● **Entries**:
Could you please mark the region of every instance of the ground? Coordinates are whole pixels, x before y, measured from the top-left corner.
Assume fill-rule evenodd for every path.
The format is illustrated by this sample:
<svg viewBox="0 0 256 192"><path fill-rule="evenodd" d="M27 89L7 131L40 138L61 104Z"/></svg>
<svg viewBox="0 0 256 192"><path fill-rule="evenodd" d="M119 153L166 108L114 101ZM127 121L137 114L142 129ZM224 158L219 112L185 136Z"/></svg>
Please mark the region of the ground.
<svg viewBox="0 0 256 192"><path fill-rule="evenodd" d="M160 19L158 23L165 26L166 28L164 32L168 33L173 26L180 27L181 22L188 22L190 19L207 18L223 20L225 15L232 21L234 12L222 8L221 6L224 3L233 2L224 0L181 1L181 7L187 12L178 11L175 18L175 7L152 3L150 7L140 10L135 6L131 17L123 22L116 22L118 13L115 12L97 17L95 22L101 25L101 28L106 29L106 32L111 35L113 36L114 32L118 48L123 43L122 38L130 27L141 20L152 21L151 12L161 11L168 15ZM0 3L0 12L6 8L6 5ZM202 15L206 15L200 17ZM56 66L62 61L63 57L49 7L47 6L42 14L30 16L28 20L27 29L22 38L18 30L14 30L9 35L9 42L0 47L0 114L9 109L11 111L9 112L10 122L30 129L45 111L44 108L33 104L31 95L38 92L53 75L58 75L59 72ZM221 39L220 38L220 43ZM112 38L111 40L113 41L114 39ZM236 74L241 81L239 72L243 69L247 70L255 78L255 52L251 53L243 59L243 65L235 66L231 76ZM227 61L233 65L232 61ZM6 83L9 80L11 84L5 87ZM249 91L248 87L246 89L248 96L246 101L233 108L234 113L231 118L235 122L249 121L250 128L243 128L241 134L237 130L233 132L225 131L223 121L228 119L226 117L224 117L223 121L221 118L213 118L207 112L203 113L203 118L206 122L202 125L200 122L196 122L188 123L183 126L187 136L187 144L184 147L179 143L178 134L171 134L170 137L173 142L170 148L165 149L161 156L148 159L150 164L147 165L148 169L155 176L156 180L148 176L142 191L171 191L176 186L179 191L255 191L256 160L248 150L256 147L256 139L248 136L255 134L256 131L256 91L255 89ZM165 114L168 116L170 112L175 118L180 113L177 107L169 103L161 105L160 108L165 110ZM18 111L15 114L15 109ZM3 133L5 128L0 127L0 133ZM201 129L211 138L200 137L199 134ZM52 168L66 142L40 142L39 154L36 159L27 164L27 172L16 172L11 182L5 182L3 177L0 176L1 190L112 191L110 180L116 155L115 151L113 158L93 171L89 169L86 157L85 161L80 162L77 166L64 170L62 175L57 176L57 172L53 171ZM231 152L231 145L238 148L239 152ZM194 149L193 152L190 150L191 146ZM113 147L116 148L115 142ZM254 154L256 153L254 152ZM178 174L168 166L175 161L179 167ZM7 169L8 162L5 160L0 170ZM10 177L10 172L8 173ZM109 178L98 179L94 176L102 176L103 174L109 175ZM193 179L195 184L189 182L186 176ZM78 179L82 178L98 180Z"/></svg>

● **The task**:
Reproduce the entries from the beginning through the line containing "Please mark the region of the ground.", inclusive, substituting "road" for every occurrence of "ground" and leaving all other text unchanged.

● **Output of the exercise**:
Could you please mark the region of every instance of the road? Coordinates are whole pixels, x before y, measured from the top-left corner.
Assume fill-rule evenodd for every path.
The format is illustrated by this sample:
<svg viewBox="0 0 256 192"><path fill-rule="evenodd" d="M27 89L7 131L40 138L61 104Z"/></svg>
<svg viewBox="0 0 256 192"><path fill-rule="evenodd" d="M119 153L166 108L114 101ZM127 121L137 114L142 129ZM224 158L219 112L185 136Z"/></svg>
Please mark the region of the road.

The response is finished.